* [EXCERPT TO READ]:
____

You cannot suggest that only the educated and rich get a vote... that was basically what was happening albeit fixed voting.


----------



## Sonrisa (Sep 2, 2010)

Im not proposing that they shouldnt be free. I believe that the middle East would be a better place if democracy was well implemented. But I believe that the mayority of egyptians will choose the wrong leaders wich may ultimately have disastrous results regarding their own economic growth and the very fragile peace that now exists in the region.


----------



## Eco-Mariner (Jan 26, 2011)

I think you underestimate the modern thinking society in Egypt.

The only thing that surpressed them in the past was the Secret Police and their corrupt military.

The Internet and social media networks have placed a whole new tool into the equasion. The world is quite a different place these days.


----------



## Sonrisa (Sep 2, 2010)

Eco-Mariner said:


> I think you underestimate the modern thinking society in Egypt.
> 
> The only thing that surpressed them in the past was the Secret Police and their corrupt military.
> 
> The Internet and social media networks have placed a whole new tool into the equasion. The world is quite a different place these days.


I hope you are right. But the literacy rates in Egypt are low, especially in the rural areas where is almost 70%. Yes the modern thinking of egyptian society and internet activist have my entire respect but I wonder if they take into account that extremism may find this is their great chance.
Time will tell


----------



## DeadGuy (Jan 22, 2010)

Eco-Mariner said:


> I think you underestimate the modern thinking society in Egypt.
> 
> The only thing that surpressed them in the past was the Secret Police and their corrupt military.
> 
> The Internet and social media networks have placed a whole new tool into the equasion. The world is quite a different place these days.


The "secret" police is still present and functioning, the "National security" agency is NOT suspended so far........

____

* [SUPPLIED DATA]:
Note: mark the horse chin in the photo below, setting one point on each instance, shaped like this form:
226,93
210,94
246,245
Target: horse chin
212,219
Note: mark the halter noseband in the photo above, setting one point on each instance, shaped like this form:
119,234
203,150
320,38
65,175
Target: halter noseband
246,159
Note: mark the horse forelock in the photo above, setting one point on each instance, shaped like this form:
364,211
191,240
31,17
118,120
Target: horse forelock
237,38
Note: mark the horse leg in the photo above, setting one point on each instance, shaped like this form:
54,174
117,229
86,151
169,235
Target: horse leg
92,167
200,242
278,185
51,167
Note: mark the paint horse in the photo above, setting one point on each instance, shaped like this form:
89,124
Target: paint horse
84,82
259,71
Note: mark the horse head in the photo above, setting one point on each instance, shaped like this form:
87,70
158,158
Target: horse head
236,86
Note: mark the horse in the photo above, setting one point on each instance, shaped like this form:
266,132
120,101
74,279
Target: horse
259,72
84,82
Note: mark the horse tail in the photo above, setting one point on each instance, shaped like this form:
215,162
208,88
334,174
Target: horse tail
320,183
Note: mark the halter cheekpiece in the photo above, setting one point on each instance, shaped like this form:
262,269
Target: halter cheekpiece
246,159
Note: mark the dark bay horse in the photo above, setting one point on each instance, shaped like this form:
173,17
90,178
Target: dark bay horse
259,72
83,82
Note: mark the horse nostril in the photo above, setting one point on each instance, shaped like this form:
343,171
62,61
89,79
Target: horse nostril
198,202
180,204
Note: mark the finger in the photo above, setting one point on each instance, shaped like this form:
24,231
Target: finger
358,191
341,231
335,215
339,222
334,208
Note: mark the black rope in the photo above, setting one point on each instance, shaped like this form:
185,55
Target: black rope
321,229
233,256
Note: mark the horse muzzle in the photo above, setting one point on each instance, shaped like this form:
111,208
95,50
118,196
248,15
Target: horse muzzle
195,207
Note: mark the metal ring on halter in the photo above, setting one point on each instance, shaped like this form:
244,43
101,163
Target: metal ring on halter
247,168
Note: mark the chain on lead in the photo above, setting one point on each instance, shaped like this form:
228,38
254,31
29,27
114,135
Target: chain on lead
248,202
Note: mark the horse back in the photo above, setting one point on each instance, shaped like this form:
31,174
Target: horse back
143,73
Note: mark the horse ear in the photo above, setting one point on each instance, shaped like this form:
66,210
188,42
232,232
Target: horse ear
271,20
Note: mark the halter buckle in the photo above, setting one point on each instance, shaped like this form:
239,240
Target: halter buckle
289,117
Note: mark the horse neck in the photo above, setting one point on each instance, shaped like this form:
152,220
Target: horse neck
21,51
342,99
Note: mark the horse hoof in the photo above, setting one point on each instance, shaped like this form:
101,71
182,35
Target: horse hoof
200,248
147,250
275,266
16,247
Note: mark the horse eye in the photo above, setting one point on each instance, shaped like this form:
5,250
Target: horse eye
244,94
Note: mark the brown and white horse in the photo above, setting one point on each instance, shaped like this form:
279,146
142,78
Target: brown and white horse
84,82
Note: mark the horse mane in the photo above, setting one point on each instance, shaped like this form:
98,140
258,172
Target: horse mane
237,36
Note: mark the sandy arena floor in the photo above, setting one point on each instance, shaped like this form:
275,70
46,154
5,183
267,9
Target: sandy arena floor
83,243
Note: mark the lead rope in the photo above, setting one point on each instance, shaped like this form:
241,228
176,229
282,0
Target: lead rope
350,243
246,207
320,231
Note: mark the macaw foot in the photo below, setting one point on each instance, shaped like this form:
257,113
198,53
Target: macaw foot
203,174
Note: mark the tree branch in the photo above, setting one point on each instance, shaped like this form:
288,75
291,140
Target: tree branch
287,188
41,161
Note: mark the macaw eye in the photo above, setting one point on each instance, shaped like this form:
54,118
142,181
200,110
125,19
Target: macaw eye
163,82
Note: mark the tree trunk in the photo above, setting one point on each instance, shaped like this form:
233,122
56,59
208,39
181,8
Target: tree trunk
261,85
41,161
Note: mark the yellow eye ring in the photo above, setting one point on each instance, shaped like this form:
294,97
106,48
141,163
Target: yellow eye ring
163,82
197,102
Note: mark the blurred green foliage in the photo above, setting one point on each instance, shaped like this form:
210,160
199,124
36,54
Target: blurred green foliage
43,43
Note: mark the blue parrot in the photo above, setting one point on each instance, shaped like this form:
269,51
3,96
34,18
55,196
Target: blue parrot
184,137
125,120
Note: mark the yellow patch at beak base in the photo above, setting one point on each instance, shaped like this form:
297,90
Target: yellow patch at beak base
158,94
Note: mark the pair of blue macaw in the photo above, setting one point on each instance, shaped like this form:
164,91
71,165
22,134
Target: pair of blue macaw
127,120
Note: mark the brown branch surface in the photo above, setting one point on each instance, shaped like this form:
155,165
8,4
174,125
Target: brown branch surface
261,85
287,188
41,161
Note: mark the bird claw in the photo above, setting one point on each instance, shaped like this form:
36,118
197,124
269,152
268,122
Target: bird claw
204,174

____

* [REQUIRED TASKS]:
**A.** Name each distinct user whose name heads a post in the forum thread on Egypt.
**B.** Print the records verbatim, starting at the line that contains "Note: mark the tree trunk" and ending with the last line of the records, both included.

* [THE RESULTS]:
**A.** Sonrisa, Eco-Mariner, DeadGuy

**B.**
Note: mark the tree trunk in the photo above, setting one point on each instance, shaped like this form:
233,122
56,59
208,39
181,8
Target: tree trunk
261,85
41,161
Note: mark the yellow eye ring in the photo above, setting one point on each instance, shaped like this form:
294,97
106,48
141,163
Target: yellow eye ring
163,82
197,102
Note: mark the blurred green foliage in the photo above, setting one point on each instance, shaped like this form:
210,160
199,124
36,54
Target: blurred green foliage
43,43
Note: mark the blue parrot in the photo above, setting one point on each instance, shaped like this form:
269,51
3,96
34,18
55,196
Target: blue parrot
184,137
125,120
Note: mark the yellow patch at beak base in the photo above, setting one point on each instance, shaped like this form:
297,90
Target: yellow patch at beak base
158,94
Note: mark the pair of blue macaw in the photo above, setting one point on each instance, shaped like this form:
164,91
71,165
22,134
Target: pair of blue macaw
127,120
Note: mark the brown branch surface in the photo above, setting one point on each instance, shaped like this form:
155,165
8,4
174,125
Target: brown branch surface
261,85
287,188
41,161
Note: mark the bird claw in the photo above, setting one point on each instance, shaped like this form:
36,118
197,124
269,152
268,122
Target: bird claw
204,174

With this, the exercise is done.